### What you need to do
Each record below needs to be copied out exactly as it stands.

### Dataset
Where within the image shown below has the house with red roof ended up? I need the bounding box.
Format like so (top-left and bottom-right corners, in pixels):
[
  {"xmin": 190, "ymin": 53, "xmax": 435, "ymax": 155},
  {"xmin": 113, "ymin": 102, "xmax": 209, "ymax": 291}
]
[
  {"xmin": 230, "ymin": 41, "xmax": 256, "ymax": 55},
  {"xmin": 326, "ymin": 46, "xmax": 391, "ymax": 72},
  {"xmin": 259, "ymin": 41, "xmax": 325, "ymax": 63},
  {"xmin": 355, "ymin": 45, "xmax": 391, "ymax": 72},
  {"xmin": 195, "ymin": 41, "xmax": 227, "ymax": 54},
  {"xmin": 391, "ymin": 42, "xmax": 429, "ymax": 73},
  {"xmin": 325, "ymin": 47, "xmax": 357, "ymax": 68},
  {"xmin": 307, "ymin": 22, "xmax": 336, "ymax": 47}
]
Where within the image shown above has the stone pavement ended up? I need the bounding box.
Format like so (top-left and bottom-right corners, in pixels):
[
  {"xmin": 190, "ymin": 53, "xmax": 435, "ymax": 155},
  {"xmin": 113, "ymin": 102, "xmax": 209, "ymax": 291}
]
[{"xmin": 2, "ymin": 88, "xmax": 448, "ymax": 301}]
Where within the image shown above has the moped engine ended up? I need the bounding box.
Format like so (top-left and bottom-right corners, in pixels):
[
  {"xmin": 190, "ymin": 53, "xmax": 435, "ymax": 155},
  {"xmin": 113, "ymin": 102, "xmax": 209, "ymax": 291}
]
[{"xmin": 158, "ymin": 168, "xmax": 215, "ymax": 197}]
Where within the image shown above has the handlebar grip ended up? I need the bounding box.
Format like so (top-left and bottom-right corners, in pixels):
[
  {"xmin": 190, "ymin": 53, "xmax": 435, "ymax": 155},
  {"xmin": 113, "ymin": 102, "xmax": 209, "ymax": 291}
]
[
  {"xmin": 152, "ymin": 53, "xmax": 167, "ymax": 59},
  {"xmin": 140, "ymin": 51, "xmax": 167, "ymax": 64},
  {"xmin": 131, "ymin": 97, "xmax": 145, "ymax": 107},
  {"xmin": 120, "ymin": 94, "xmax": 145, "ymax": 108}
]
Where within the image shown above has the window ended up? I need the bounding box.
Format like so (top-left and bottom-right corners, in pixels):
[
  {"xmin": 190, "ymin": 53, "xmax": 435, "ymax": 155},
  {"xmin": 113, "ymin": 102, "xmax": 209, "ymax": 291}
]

### Task response
Where within the image shown below has the house with red roof ended up? I need the bounding box.
Format like so (top-left and bottom-right corners, in pixels):
[
  {"xmin": 190, "ymin": 53, "xmax": 435, "ymax": 155},
  {"xmin": 113, "ymin": 102, "xmax": 209, "ymax": 291}
]
[
  {"xmin": 230, "ymin": 41, "xmax": 256, "ymax": 55},
  {"xmin": 326, "ymin": 46, "xmax": 391, "ymax": 72},
  {"xmin": 259, "ymin": 41, "xmax": 325, "ymax": 63},
  {"xmin": 355, "ymin": 45, "xmax": 391, "ymax": 72},
  {"xmin": 195, "ymin": 41, "xmax": 227, "ymax": 54},
  {"xmin": 391, "ymin": 42, "xmax": 429, "ymax": 73},
  {"xmin": 325, "ymin": 47, "xmax": 357, "ymax": 68},
  {"xmin": 307, "ymin": 22, "xmax": 336, "ymax": 47}
]
Where within the image shown above has the stone pavement ended up? I need the bounding box.
Format like so (top-left and bottom-right corners, in pixels):
[
  {"xmin": 190, "ymin": 53, "xmax": 435, "ymax": 155},
  {"xmin": 113, "ymin": 102, "xmax": 209, "ymax": 291}
]
[{"xmin": 2, "ymin": 88, "xmax": 448, "ymax": 301}]
Where within the image shown above has the moped engine ended up? I need the bounding box.
Format like so (top-left and bottom-right corners, in pixels):
[
  {"xmin": 190, "ymin": 53, "xmax": 435, "ymax": 155},
  {"xmin": 113, "ymin": 102, "xmax": 209, "ymax": 291}
]
[{"xmin": 158, "ymin": 168, "xmax": 215, "ymax": 197}]
Where within the image shown above has the handlebar grip ended up? I need the bounding box.
Format like so (top-left and bottom-right corners, in pixels):
[
  {"xmin": 190, "ymin": 53, "xmax": 435, "ymax": 155},
  {"xmin": 113, "ymin": 102, "xmax": 209, "ymax": 291}
]
[
  {"xmin": 152, "ymin": 53, "xmax": 167, "ymax": 59},
  {"xmin": 140, "ymin": 51, "xmax": 167, "ymax": 64},
  {"xmin": 131, "ymin": 97, "xmax": 145, "ymax": 107},
  {"xmin": 120, "ymin": 94, "xmax": 145, "ymax": 108}
]
Where within the image shown above has the window ended up? I need the bounding box.
Format like so (top-left and bottom-right corners, in pixels):
[
  {"xmin": 190, "ymin": 53, "xmax": 435, "ymax": 155},
  {"xmin": 113, "ymin": 102, "xmax": 209, "ymax": 291}
]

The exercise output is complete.